> [PAGE EXTRACT]:
Efforts To Expand Prenatal Care In Northern Virginia Counties Halted
Recent efforts to expand prenatal care for low-income or uninsured women in Loudoun and Prince William counties in Virginia have halted, and community leaders are working to ensure pregnant women receive prenatal care, the Washington Post reports.
The Prince William County Health Department restricted eligibility for prenatal care at its clinic to women in the lowest income bracket of the federal poverty guidelines because of limited staffing and a lack of funding, according to Alison Ansher, the department's director. On Aug. 1, the clinic increased the eligibility threshold to 180% of the federal poverty level, but many pregnant women still are ineligible for care, Ansher said.
Health leaders in Loudoun County had planned to provide prenatal care through the Loudoun County Community Health Center when the center opened in May, but Debra Dever, the center's director, found that the center's malpractice insurance did not cover prenatal care. Dever added that it was too expensive to purchase additional insurance for the center, which is funded through grants and donations.
David Goodfriend, director of the Loudoun County Health Department, has been working for six years to create a center that would provide prenatal care. Goodfriend and a team of nurse practitioners see about 300 pregnant women annually during the first and second trimesters of pregnancy before referring them to a physician at a local hospital. He said that the care he provides is "not the best care because it's disjointed," adding that he is unable to offer specialized care for high-risk patients, such as women who are pregnant with twins or who have diabetes.

> [RECORDED INFORMATION]:

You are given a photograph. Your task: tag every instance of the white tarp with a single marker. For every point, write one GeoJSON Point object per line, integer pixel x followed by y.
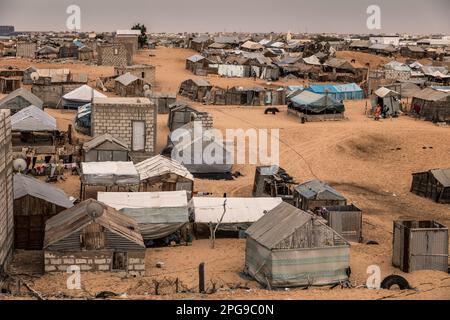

> [QUESTIONS TO ANSWER]:
a) In the Northern Virginia prenatal care article, what eligibility threshold did the Prince William County clinic set on Aug. 1?
b) Pick up the Northern Virginia prenatal care article after its last sentence and keep writing it.

> [ANSWER SECTION]:
a) 180% of the federal poverty level.

b)
For many uninsured and low-income women who do not have access to prenatal care, their "only option is to deliver the baby as an emergency," Nora Lobos -- a case manager at MotherNet/Healthy Families Loudoun, a not-for-profit group that provides support to low-income families in Loudoun County -- said. According to the Post, some women in the area move or lie about their residency to obtain prenatal care. In addition, many low-income and uninsured pregnant women often face language barriers or other problems, such as domestic abuse, that hinder their ability to seek prenatal care, the Post reports.
Community health centers in Loudoun and Prince William counties are planning to apply for a federal grant to cover malpractice insurance costs for prenatal care, but Dever said competition for the grants is high. The Loudoun health department earlier this month received a $54,000 grant from Kaiser Permanente, which will be used to increase access to prenatal care, Goodfriend said (Schrank, Washington Post, 8/28).